**Extrait fourni**
===============

Une analyse de la crise des solidarités à l’heure de la réussite individuelle.

Le sociologue François Dubet, tente, dans un court essai au titre presque provocateur, La préférence pour l’inégalité, de saisir comment la société française en est aujourd’hui arrivée à un tel délitement de ses liens de solidarité. Comment les acteurs d’une société républicaine, du citoyen jusqu’au plus haut niveau des pouvoirs publics, peuvent-ils faire ce choix collectif de l’inégalité ?  Selon l’auteur, l’augmentation des inégalités – à tous niveaux – depuis presque vingt ans, a mené à un réel épuisement de la solidarité au sein de la société française.

===============

**Ce que vous ferez**
[A] D'après l'extrait, quel est le titre de l'essai de François Dubet ?
[B] Recopiez, s'il vous plaît, le passage de l'extrait allant de « Une analyse de » jusqu'à « la société française. ».

(Éléments d'un jeu de données)
===============

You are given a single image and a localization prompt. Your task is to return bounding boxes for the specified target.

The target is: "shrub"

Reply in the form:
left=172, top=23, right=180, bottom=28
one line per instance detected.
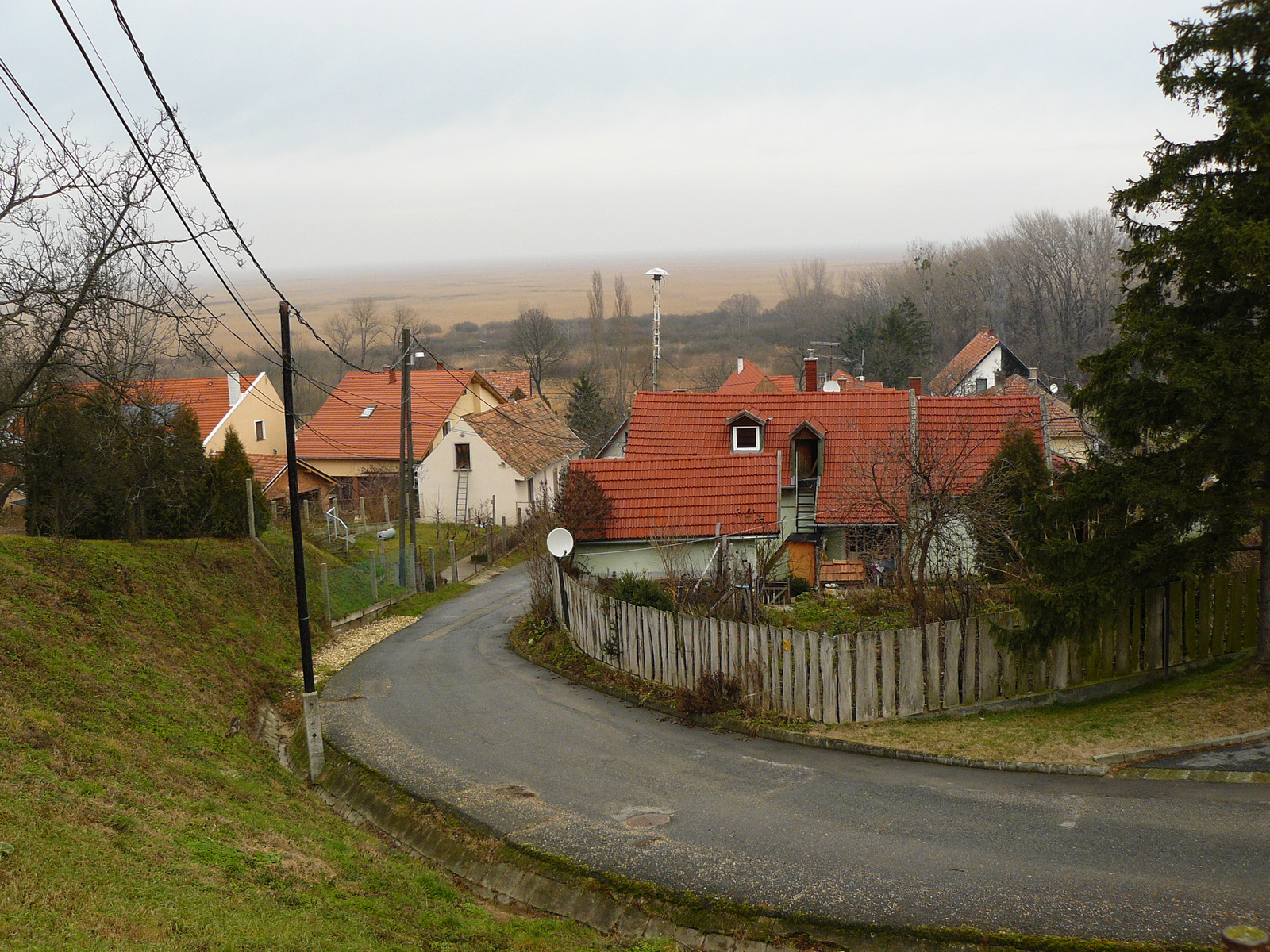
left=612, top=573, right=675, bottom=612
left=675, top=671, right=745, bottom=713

===============

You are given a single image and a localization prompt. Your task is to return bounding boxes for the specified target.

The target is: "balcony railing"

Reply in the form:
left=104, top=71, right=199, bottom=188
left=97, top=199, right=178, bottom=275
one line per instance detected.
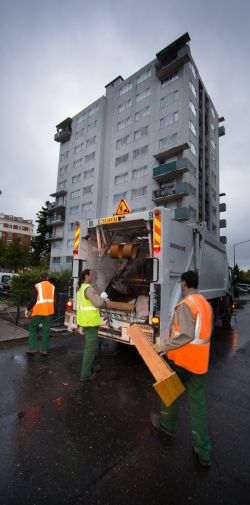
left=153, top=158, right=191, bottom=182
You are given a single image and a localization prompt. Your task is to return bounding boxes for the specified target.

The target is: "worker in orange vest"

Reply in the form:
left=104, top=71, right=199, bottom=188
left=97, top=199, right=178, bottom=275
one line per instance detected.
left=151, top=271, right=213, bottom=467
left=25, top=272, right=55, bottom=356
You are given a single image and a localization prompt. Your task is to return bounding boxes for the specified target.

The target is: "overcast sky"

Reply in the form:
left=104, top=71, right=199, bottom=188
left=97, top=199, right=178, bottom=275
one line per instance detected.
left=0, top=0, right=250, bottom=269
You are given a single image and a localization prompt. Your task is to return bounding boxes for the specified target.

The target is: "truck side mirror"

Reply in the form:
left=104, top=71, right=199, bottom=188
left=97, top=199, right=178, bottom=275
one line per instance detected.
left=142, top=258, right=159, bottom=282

===============

**Solutions par tâche**
[A] La préférence pour l’inégalité.

[B]
Une analyse de la crise des solidarités à l’heure de la réussite individuelle.

Le sociologue François Dubet, tente, dans un court essai au titre presque provocateur, La préférence pour l’inégalité, de saisir comment la société française en est aujourd’hui arrivée à un tel délitement de ses liens de solidarité. Comment les acteurs d’une société républicaine, du citoyen jusqu’au plus haut niveau des pouvoirs publics, peuvent-ils faire ce choix collectif de l’inégalité ?  Selon l’auteur, l’augmentation des inégalités – à tous niveaux – depuis presque vingt ans, a mené à un réel épuisement de la solidarité au sein de la société française.